Dataset rows on where objects appear:
>>
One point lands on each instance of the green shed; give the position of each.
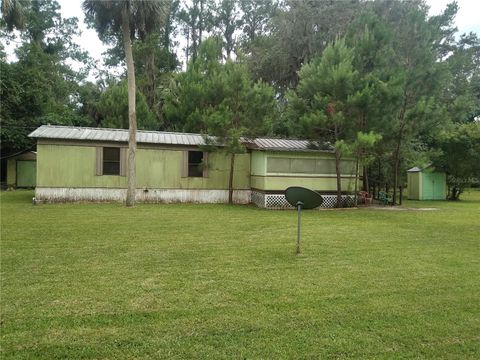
(424, 183)
(22, 170)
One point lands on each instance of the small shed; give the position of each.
(425, 183)
(22, 170)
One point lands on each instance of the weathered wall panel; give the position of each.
(75, 166)
(53, 195)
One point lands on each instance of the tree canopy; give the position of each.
(381, 81)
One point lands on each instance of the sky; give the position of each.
(467, 20)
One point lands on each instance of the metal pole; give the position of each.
(299, 209)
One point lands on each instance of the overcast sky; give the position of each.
(467, 20)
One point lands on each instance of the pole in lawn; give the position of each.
(302, 198)
(299, 210)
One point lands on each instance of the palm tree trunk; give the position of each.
(339, 179)
(230, 179)
(132, 117)
(356, 181)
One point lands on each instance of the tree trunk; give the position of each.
(132, 117)
(366, 185)
(339, 179)
(230, 179)
(356, 181)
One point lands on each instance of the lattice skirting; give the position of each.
(278, 201)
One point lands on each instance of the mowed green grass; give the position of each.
(101, 281)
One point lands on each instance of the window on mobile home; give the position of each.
(195, 161)
(111, 161)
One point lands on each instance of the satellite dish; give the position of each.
(302, 198)
(310, 199)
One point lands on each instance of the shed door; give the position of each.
(432, 186)
(26, 173)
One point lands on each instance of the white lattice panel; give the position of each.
(258, 198)
(278, 201)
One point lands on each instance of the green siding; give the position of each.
(74, 166)
(26, 173)
(275, 171)
(259, 163)
(314, 183)
(433, 186)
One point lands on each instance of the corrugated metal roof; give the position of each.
(171, 138)
(418, 169)
(116, 135)
(287, 145)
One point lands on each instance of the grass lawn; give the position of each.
(96, 281)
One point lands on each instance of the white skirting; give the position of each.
(47, 194)
(278, 201)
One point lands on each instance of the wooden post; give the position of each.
(299, 210)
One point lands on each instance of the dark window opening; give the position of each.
(195, 160)
(111, 161)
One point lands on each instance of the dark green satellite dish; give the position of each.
(302, 198)
(310, 199)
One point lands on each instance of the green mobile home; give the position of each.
(425, 183)
(88, 164)
(21, 170)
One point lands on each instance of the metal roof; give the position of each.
(116, 135)
(418, 169)
(171, 138)
(274, 144)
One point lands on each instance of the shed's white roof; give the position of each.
(170, 138)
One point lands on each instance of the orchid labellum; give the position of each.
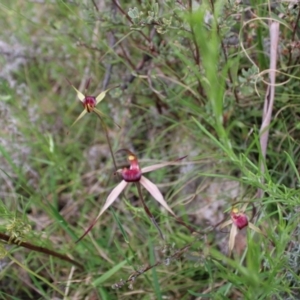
(238, 221)
(134, 174)
(89, 102)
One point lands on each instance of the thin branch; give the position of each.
(35, 248)
(270, 95)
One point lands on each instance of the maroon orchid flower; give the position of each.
(134, 174)
(239, 220)
(89, 102)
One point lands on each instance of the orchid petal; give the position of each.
(256, 229)
(101, 96)
(109, 201)
(79, 117)
(161, 165)
(79, 94)
(155, 192)
(233, 233)
(113, 196)
(228, 222)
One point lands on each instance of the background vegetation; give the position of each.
(191, 82)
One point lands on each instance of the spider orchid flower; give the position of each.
(238, 220)
(134, 174)
(89, 102)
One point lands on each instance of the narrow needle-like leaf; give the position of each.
(156, 194)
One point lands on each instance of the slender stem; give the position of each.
(148, 211)
(41, 250)
(108, 140)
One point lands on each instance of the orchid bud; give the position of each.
(134, 173)
(240, 220)
(89, 103)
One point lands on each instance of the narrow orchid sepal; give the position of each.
(155, 192)
(161, 165)
(79, 94)
(113, 196)
(233, 233)
(228, 222)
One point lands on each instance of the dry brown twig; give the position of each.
(270, 95)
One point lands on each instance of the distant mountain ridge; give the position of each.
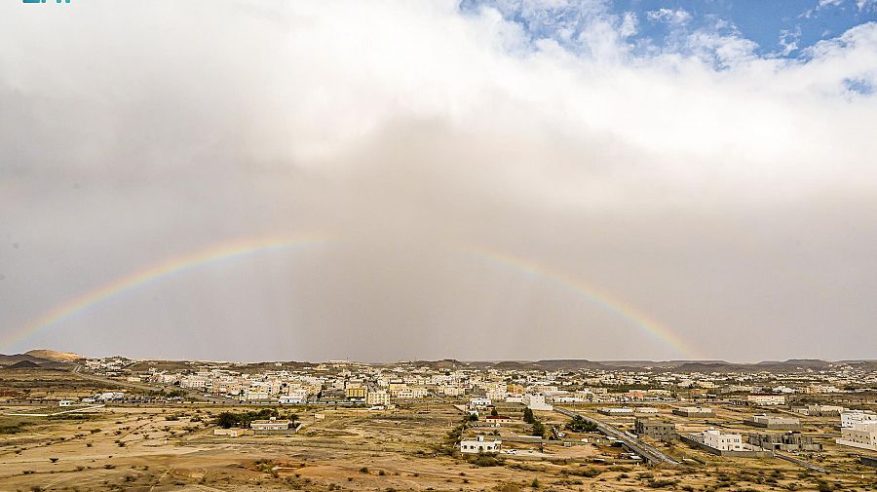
(54, 359)
(38, 358)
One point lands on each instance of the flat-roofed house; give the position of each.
(479, 445)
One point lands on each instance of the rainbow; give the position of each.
(221, 252)
(244, 247)
(592, 293)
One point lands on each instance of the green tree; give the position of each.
(538, 429)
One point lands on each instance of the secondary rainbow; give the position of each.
(594, 294)
(222, 252)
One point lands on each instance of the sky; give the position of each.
(479, 180)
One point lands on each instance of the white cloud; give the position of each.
(699, 176)
(670, 16)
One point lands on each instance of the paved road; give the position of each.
(647, 451)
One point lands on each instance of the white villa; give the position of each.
(479, 445)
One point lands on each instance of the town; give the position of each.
(792, 425)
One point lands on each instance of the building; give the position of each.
(774, 422)
(694, 411)
(379, 397)
(479, 402)
(646, 410)
(766, 400)
(496, 420)
(479, 445)
(271, 425)
(536, 402)
(861, 435)
(789, 441)
(850, 418)
(820, 410)
(616, 411)
(232, 432)
(722, 442)
(358, 393)
(653, 429)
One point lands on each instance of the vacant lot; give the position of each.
(153, 448)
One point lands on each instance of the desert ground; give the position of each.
(407, 448)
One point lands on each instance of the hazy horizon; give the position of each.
(393, 181)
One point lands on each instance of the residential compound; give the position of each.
(349, 383)
(735, 413)
(860, 435)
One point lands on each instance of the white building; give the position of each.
(270, 425)
(850, 418)
(616, 411)
(861, 435)
(479, 402)
(479, 445)
(723, 442)
(536, 402)
(378, 397)
(766, 399)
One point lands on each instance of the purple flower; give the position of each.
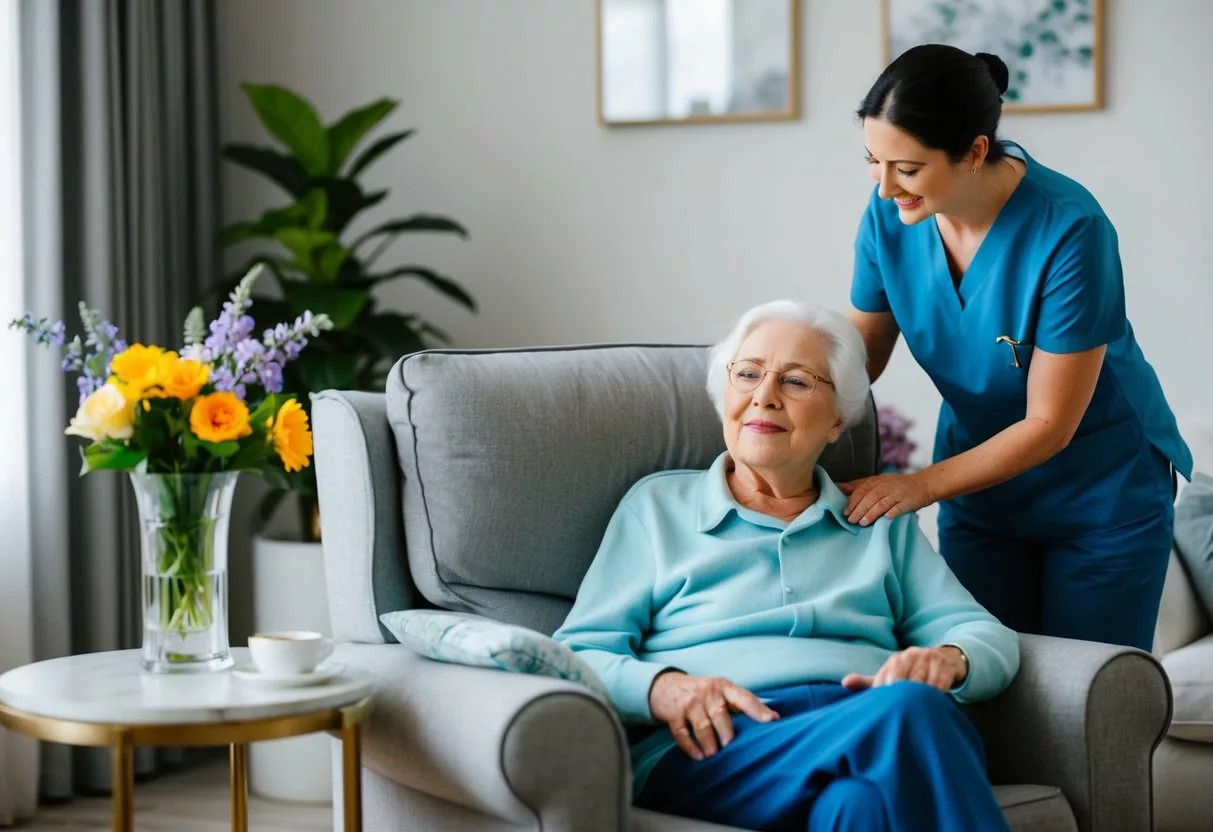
(248, 352)
(271, 377)
(222, 379)
(897, 448)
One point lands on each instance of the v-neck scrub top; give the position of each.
(1047, 275)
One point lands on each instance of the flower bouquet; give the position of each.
(184, 425)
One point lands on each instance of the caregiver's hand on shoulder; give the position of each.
(939, 667)
(698, 710)
(884, 495)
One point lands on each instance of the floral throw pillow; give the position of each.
(460, 638)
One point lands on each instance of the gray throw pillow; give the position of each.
(1194, 536)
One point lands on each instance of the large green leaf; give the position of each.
(303, 243)
(346, 200)
(330, 260)
(375, 150)
(294, 121)
(221, 450)
(420, 222)
(392, 334)
(345, 135)
(319, 370)
(342, 305)
(307, 212)
(445, 285)
(282, 169)
(268, 313)
(106, 456)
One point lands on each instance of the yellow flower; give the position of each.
(106, 414)
(137, 370)
(220, 417)
(290, 434)
(183, 379)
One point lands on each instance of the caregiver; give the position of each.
(1055, 449)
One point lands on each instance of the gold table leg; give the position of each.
(352, 775)
(124, 785)
(239, 787)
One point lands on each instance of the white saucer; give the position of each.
(326, 671)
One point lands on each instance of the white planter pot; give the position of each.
(289, 593)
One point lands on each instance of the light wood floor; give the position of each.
(189, 802)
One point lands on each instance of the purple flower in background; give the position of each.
(90, 358)
(897, 448)
(222, 379)
(271, 377)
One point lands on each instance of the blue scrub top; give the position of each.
(1048, 274)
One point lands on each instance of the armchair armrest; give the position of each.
(529, 750)
(358, 479)
(1086, 718)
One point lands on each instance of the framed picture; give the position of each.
(1054, 49)
(698, 61)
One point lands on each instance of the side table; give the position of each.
(106, 699)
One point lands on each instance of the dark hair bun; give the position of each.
(998, 70)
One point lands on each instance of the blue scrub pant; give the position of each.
(1104, 586)
(897, 758)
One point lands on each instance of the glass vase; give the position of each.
(183, 536)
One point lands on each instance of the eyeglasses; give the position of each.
(798, 383)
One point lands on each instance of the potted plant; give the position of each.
(318, 263)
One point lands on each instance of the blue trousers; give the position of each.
(897, 758)
(1103, 586)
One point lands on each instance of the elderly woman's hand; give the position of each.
(698, 710)
(941, 667)
(886, 495)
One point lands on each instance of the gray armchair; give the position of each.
(482, 482)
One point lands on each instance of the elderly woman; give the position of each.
(802, 671)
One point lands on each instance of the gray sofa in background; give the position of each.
(482, 482)
(1183, 764)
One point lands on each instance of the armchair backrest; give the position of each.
(513, 461)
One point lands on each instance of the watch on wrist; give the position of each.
(964, 657)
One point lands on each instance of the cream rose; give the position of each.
(106, 414)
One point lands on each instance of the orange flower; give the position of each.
(220, 417)
(290, 436)
(183, 380)
(137, 370)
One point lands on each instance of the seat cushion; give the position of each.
(461, 638)
(1026, 808)
(513, 462)
(1190, 671)
(1035, 808)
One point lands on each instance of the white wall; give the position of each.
(582, 233)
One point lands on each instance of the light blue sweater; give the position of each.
(688, 579)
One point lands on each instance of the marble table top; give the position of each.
(112, 688)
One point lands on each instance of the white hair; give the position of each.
(848, 357)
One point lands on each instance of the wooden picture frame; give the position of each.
(1054, 49)
(611, 114)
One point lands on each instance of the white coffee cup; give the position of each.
(289, 651)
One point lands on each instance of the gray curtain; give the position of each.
(121, 143)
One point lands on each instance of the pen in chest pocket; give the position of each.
(1014, 349)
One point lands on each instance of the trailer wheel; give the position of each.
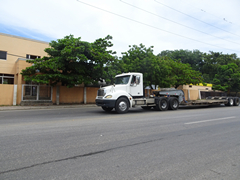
(230, 102)
(146, 107)
(173, 103)
(122, 105)
(107, 109)
(236, 101)
(162, 104)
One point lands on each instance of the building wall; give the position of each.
(17, 48)
(6, 94)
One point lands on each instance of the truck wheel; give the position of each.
(122, 105)
(236, 101)
(230, 102)
(146, 107)
(173, 103)
(162, 104)
(107, 109)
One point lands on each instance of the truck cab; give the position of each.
(121, 95)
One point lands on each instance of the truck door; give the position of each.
(135, 88)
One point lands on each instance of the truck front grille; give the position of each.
(101, 92)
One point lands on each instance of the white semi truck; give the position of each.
(128, 92)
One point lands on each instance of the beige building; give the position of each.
(13, 54)
(14, 51)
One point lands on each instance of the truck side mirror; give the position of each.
(137, 79)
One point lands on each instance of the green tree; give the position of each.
(71, 61)
(157, 70)
(227, 78)
(212, 62)
(194, 58)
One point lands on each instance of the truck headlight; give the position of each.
(108, 96)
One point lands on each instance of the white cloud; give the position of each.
(129, 25)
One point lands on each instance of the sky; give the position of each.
(204, 25)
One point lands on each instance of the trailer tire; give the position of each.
(173, 103)
(236, 101)
(146, 107)
(162, 104)
(107, 109)
(122, 105)
(230, 102)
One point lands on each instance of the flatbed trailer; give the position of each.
(128, 93)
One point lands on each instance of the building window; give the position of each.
(3, 55)
(28, 56)
(6, 79)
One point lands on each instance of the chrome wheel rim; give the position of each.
(164, 104)
(122, 106)
(175, 104)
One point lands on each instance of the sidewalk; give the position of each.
(9, 108)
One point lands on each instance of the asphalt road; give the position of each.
(87, 143)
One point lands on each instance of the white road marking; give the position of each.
(210, 120)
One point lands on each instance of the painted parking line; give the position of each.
(210, 120)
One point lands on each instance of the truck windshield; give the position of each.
(122, 79)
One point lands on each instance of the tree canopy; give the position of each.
(71, 61)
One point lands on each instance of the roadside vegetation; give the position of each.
(72, 61)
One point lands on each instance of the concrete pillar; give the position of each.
(189, 94)
(85, 95)
(57, 94)
(15, 95)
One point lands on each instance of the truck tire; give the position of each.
(107, 109)
(173, 103)
(146, 107)
(122, 105)
(230, 102)
(162, 104)
(236, 101)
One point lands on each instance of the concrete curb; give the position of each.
(9, 108)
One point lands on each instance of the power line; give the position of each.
(195, 18)
(139, 22)
(178, 23)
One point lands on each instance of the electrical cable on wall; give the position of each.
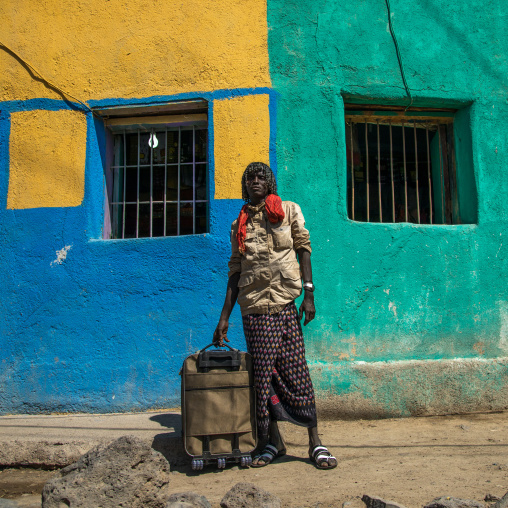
(397, 51)
(42, 78)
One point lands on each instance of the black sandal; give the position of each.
(320, 455)
(268, 455)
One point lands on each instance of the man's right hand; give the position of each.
(220, 334)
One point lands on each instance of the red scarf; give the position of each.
(274, 212)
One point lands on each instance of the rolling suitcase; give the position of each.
(218, 407)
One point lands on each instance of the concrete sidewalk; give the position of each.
(59, 440)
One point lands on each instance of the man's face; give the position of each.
(256, 185)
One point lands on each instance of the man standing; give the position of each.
(270, 248)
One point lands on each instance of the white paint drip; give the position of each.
(61, 255)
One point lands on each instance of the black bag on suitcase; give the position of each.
(218, 407)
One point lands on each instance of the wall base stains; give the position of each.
(411, 388)
(241, 136)
(47, 153)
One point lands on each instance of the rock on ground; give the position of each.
(377, 502)
(123, 473)
(247, 495)
(187, 500)
(454, 502)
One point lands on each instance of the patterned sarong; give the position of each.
(283, 385)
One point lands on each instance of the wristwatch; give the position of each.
(308, 286)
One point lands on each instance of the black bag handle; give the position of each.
(217, 346)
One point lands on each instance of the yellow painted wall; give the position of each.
(130, 48)
(47, 151)
(241, 136)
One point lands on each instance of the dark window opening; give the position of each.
(158, 177)
(401, 168)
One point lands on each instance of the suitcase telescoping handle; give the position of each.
(218, 358)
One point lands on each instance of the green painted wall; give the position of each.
(388, 294)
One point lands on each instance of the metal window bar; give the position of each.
(391, 173)
(165, 177)
(137, 188)
(367, 168)
(405, 169)
(418, 207)
(429, 174)
(193, 180)
(352, 176)
(416, 171)
(379, 173)
(178, 185)
(441, 177)
(139, 167)
(124, 182)
(150, 144)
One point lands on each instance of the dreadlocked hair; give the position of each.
(255, 167)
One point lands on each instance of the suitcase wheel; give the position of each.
(197, 465)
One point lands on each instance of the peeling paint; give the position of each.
(61, 255)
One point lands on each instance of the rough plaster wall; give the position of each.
(47, 153)
(92, 325)
(388, 293)
(126, 48)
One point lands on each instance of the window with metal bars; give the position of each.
(401, 166)
(158, 181)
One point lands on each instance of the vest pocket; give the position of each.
(290, 279)
(245, 279)
(282, 238)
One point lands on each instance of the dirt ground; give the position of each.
(410, 461)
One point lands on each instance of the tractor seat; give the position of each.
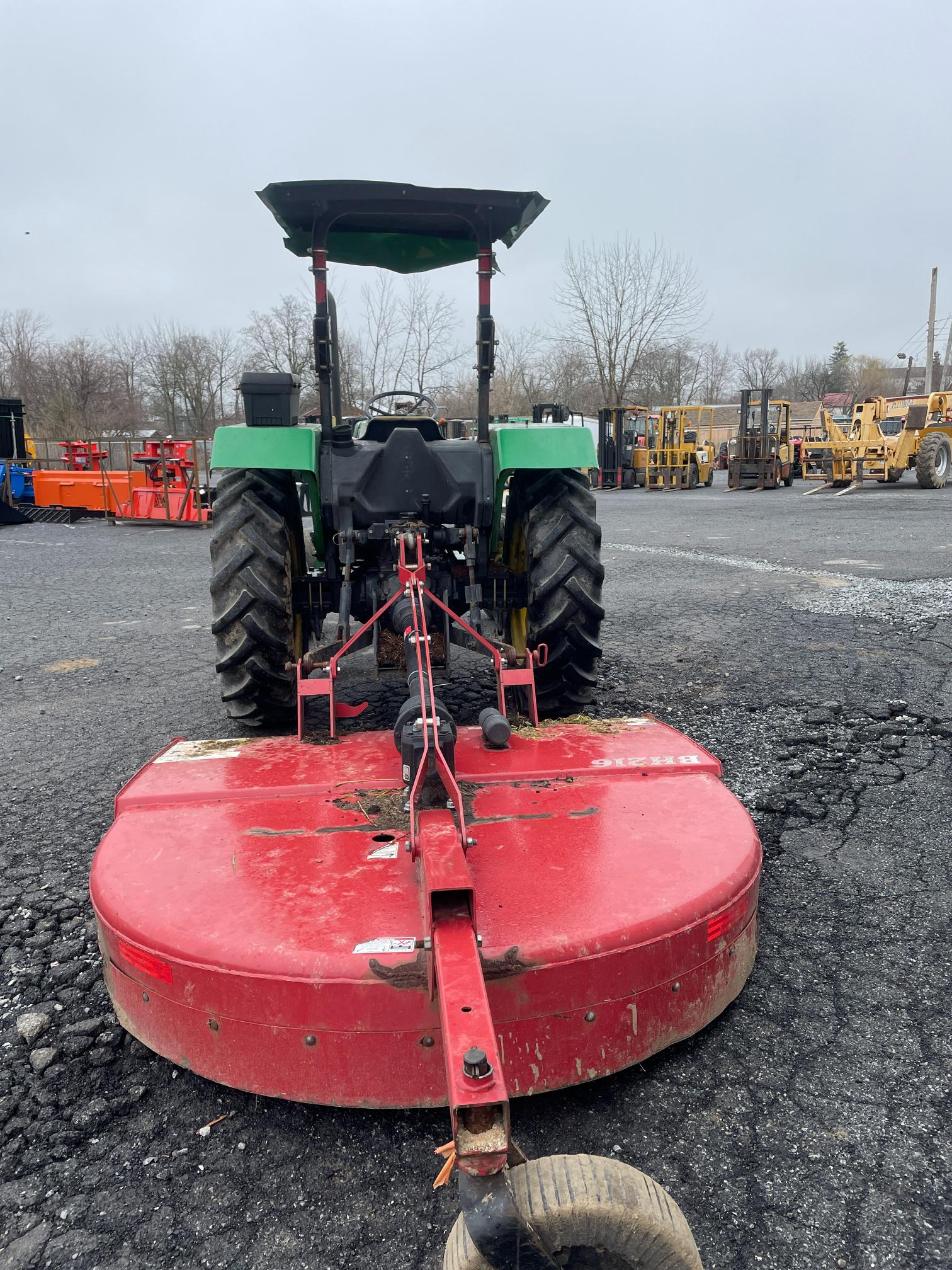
(382, 426)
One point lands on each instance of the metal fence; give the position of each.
(177, 472)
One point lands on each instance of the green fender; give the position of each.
(292, 450)
(536, 447)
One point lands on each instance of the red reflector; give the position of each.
(725, 921)
(145, 962)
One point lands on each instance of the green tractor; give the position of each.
(507, 520)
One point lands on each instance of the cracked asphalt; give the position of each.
(805, 642)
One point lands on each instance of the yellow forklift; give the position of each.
(676, 457)
(885, 438)
(762, 454)
(623, 433)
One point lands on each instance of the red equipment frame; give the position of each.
(599, 920)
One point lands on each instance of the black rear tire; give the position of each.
(933, 460)
(257, 550)
(555, 516)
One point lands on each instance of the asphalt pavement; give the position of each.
(805, 642)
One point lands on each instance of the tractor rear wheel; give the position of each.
(551, 535)
(257, 550)
(587, 1212)
(933, 460)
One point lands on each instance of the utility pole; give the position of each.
(948, 357)
(931, 348)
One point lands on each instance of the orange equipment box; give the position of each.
(96, 492)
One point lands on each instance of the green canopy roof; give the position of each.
(408, 229)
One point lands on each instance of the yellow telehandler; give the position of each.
(885, 438)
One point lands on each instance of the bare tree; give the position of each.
(519, 374)
(618, 300)
(282, 340)
(164, 371)
(715, 370)
(382, 340)
(757, 367)
(23, 346)
(866, 376)
(818, 377)
(127, 353)
(672, 374)
(431, 347)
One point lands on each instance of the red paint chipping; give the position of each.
(145, 962)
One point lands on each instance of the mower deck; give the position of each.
(259, 913)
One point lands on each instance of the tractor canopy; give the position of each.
(408, 229)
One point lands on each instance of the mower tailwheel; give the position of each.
(552, 535)
(257, 550)
(587, 1213)
(933, 460)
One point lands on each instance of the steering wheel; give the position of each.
(418, 399)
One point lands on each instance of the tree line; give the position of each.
(626, 328)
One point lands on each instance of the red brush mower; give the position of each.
(468, 915)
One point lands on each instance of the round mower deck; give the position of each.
(259, 915)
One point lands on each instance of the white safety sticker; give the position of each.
(388, 852)
(648, 761)
(190, 751)
(387, 944)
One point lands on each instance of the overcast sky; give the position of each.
(798, 152)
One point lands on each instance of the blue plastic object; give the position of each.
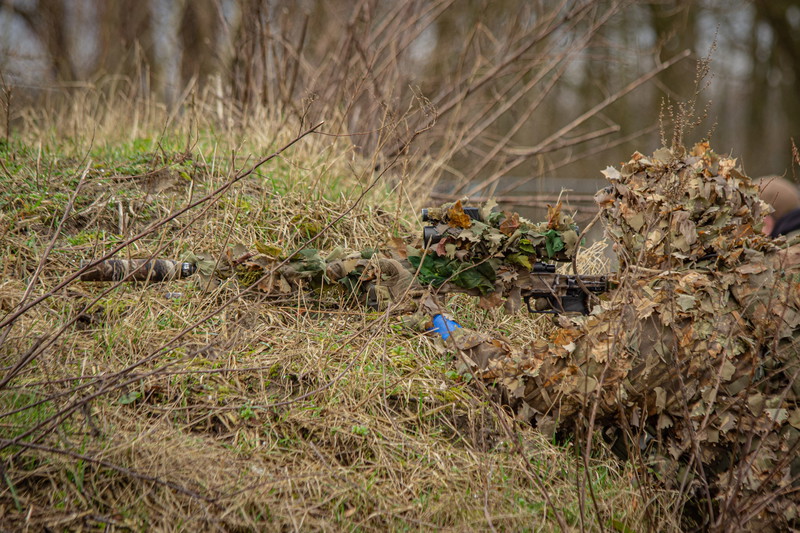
(444, 326)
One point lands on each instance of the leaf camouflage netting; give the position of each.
(695, 355)
(691, 363)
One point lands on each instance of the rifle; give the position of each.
(473, 251)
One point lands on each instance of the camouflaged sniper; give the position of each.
(495, 256)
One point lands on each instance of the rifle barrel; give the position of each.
(151, 270)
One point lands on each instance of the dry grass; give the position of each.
(206, 411)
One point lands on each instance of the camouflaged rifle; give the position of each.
(499, 257)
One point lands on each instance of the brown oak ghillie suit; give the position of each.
(695, 356)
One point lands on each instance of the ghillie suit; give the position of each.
(693, 360)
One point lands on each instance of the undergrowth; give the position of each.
(173, 407)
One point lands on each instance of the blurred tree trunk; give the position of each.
<<
WHAT YOU SHOULD DO: With pictures omitted, copy exactly the lines from the one containing "One point lands on each instance of the blue plastic" through the final line of the listing, both included.

SOLUTION TO THIS EXERCISE:
One point lands on each instance of the blue plastic object; give the position of each.
(444, 326)
One point lands on each instance of the leaf camouflage netting; give the position of each.
(695, 355)
(691, 363)
One point lands on each instance of the rifle; give the position of each.
(473, 251)
One point lands on each instance of the camouflaged sniper; give the position of each.
(495, 256)
One point lands on each instance of the rifle barrel; give the position of each.
(151, 270)
One point lands on each instance of the dry grass; give the position of each.
(206, 411)
One point lands on each instance of the camouflaged rifle; give the position of each.
(499, 257)
One point lands on each instance of the brown oak ghillie suit; give the position of each.
(695, 356)
One point lands on each instance of the ghillie suit; give the position of each.
(693, 360)
One point lands on each instance of the undergrowth; give the position of each.
(173, 407)
One point lands on each instance of the blurred tree trunk; give the position of each.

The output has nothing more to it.